Skip the pictures and quote all of the lines exactly.

Image point annotation entries:
□ □ □ □

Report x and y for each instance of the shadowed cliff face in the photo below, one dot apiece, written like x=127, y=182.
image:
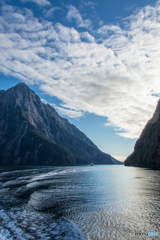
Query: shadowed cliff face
x=147, y=148
x=32, y=133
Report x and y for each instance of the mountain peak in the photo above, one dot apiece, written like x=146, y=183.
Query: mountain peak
x=33, y=133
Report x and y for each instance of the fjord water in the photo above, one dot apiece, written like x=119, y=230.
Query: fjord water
x=79, y=202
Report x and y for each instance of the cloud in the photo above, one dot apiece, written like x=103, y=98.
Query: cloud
x=120, y=158
x=73, y=14
x=50, y=12
x=39, y=2
x=64, y=111
x=111, y=72
x=89, y=3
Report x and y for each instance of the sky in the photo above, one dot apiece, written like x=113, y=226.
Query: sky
x=96, y=62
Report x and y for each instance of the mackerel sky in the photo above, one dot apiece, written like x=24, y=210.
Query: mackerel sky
x=96, y=62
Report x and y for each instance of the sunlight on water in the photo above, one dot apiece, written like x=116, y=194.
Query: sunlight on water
x=103, y=202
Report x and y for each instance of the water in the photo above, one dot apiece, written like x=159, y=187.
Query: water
x=82, y=202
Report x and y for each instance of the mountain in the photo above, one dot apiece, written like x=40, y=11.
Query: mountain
x=32, y=133
x=147, y=148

□ □ □ □

__Task output__:
Report x and y for each instance of the shadowed cliff face in the photo below, one dot apiece, written like x=127, y=182.
image:
Query: shadowed cliff face
x=147, y=148
x=32, y=133
Report x and y for each instance of the mountain peak in the photo above, one dot apiece, written like x=146, y=183.
Query: mountain peak
x=33, y=133
Report x and y for each instance of the fjord water in the photo above, one dot apiece, written like x=119, y=230.
Query: fjord water
x=79, y=202
Report x and y for each instance of the cloud in the photo above, one dot apiece, written like x=103, y=98.
Query: cloud
x=120, y=158
x=73, y=14
x=50, y=12
x=39, y=2
x=64, y=111
x=111, y=72
x=89, y=3
Report x and y for each instance of the sky in the photo above, one dot apiece, written like x=113, y=226.
Query: sky
x=96, y=62
Report x and y for each instance of the mackerel sky in the photo above, one dot apiece, written like x=24, y=210.
Query: mackerel sky
x=96, y=62
Report x and y for each instance of the sunlight on water in the photo above, one dot apiece, written like x=116, y=194.
Query: sunlight on water
x=103, y=202
Report x and y for each instance of the water in the photo above, one dot apiece, written like x=159, y=187.
Query: water
x=82, y=202
Report x and y for each instance of the mountain in the photo above, one dot apiece, written like x=40, y=11.
Query: mountain
x=32, y=133
x=147, y=148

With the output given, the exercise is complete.